= Problem to solve =
Every entry that follows is to be duplicated exactly.

= Records for this task =
[Start of section]

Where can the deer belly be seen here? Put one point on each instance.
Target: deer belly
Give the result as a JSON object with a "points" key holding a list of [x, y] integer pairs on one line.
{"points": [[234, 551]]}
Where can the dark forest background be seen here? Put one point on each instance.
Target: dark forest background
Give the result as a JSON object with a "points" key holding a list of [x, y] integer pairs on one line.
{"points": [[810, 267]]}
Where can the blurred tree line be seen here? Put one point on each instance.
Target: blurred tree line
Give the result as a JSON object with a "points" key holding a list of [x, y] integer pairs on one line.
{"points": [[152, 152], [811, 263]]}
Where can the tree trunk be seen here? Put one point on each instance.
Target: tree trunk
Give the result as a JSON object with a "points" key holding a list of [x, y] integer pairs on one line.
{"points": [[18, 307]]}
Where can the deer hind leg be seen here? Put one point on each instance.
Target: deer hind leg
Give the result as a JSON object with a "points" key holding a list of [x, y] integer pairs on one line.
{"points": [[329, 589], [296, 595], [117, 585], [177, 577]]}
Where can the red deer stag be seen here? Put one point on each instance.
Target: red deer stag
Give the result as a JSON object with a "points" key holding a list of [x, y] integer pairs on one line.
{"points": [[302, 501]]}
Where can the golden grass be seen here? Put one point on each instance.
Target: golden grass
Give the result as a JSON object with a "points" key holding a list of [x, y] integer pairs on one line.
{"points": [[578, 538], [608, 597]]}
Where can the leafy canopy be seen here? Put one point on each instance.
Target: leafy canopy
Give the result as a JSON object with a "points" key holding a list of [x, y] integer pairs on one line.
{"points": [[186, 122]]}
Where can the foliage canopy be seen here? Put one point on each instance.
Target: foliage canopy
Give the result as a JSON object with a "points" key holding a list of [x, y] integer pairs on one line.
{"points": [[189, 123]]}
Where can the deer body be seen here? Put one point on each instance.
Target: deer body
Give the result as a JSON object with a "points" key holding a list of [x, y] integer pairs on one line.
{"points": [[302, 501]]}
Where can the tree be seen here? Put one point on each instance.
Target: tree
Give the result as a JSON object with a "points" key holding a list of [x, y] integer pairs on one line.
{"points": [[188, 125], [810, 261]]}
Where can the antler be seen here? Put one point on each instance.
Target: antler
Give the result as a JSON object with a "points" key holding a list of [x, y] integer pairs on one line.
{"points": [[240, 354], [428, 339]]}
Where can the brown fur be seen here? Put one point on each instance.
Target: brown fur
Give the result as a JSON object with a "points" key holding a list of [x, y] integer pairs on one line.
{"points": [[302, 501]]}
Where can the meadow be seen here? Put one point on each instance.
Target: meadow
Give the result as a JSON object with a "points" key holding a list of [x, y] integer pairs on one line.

[End of section]

= Finished task =
Where can the deer belly be seen here? Put one point on each instance.
Target: deer belly
Give the result as a JSON object with a "points" key holding a list of [x, y] integer pairs on one line.
{"points": [[234, 551]]}
Where can the dark forest background be seen here? Put one point on each instance.
Target: dark forest background
Give the result as a JSON object with a "points" key holding a list of [x, y] integer pairs on one line.
{"points": [[810, 267]]}
Where can the blurred tree line be seen here? Put one point on each instance.
Target: blurred tree line
Give the result as a JSON object with a "points" key holding a list of [x, y] integer pairs on one line.
{"points": [[152, 152], [811, 263]]}
Where can the tree trunk be seen here? Put one point on each instance.
Target: tree trunk
Give the result as a JSON object with a "points" key holding a list of [x, y] integer pairs on one line.
{"points": [[18, 307]]}
Where can the deer hind leg be seen here? Put one point on each instance.
Target: deer hind leg
Give the result as a JSON object with a "points" key holding a list of [x, y] integer pairs on one line.
{"points": [[329, 589], [296, 595], [117, 585], [177, 577]]}
Where can the red deer stag be seen here? Put one point on each instance.
Target: red deer stag
Give the result as a JSON object with a "points" key holding a list of [x, y] integer pairs on one line.
{"points": [[302, 501]]}
Where can the golden grass be seen here? Put one point on each instance.
Target: golden grass
Give the result as a JSON object with a "points" key holding a list of [x, y] integer pairs on one line.
{"points": [[578, 538], [608, 597]]}
Where can the leafy canopy be seen here? Put one point on each instance.
Target: leafy canopy
Give the result as a JSON object with a "points" key holding a list of [x, y] integer pairs on one line.
{"points": [[186, 122]]}
Where can the foliage canopy be seen here? Put one point on each instance.
Target: foliage canopy
Give the result as a JSON object with a "points" key holding a list of [x, y] integer pairs on one line.
{"points": [[189, 123]]}
Where can the deer body be seen here? Put one point on each instance.
Target: deer body
Give the result as a JSON object with a "points" key holding a list of [x, y] integer pairs on one line.
{"points": [[302, 501]]}
Where can the tree be seen here? Put one point on each instance.
Target: tree
Give the result as a JSON object with a "points" key holding a list of [x, y] integer pairs on one line.
{"points": [[188, 125], [810, 261]]}
Where can the antler be seen here? Put one point on each instance.
Target: antler
Give the result as a JSON object with a "points" key holding a list of [x, y] integer pairs on one line.
{"points": [[240, 354], [428, 339]]}
Where can the brown fur be seen here? Put one point on each instance.
Target: brown fur
Give the result as a JSON object with a "points" key holding a list of [x, y] integer pairs on one line.
{"points": [[302, 501]]}
Where can the meadow be seen here? Put one point on each instance.
Target: meadow
Give the result as a JSON object with a "points" key holding a list of [x, y] integer pairs on one line.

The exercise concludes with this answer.